**MATERIAL TO PROCESS**.
-.-.-
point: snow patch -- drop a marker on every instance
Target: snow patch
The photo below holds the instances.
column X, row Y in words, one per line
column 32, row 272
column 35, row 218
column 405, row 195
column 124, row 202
-.-.-
**ACTION ITEM**.
The entries are to be transcribed exactly, each line in full.

**RESULT OF THIS TASK**.
point: snow patch -- drop a marker on every instance
Target: snow patch
The photo below holds the instances.
column X, row Y in words, one per line
column 32, row 272
column 35, row 218
column 405, row 195
column 124, row 202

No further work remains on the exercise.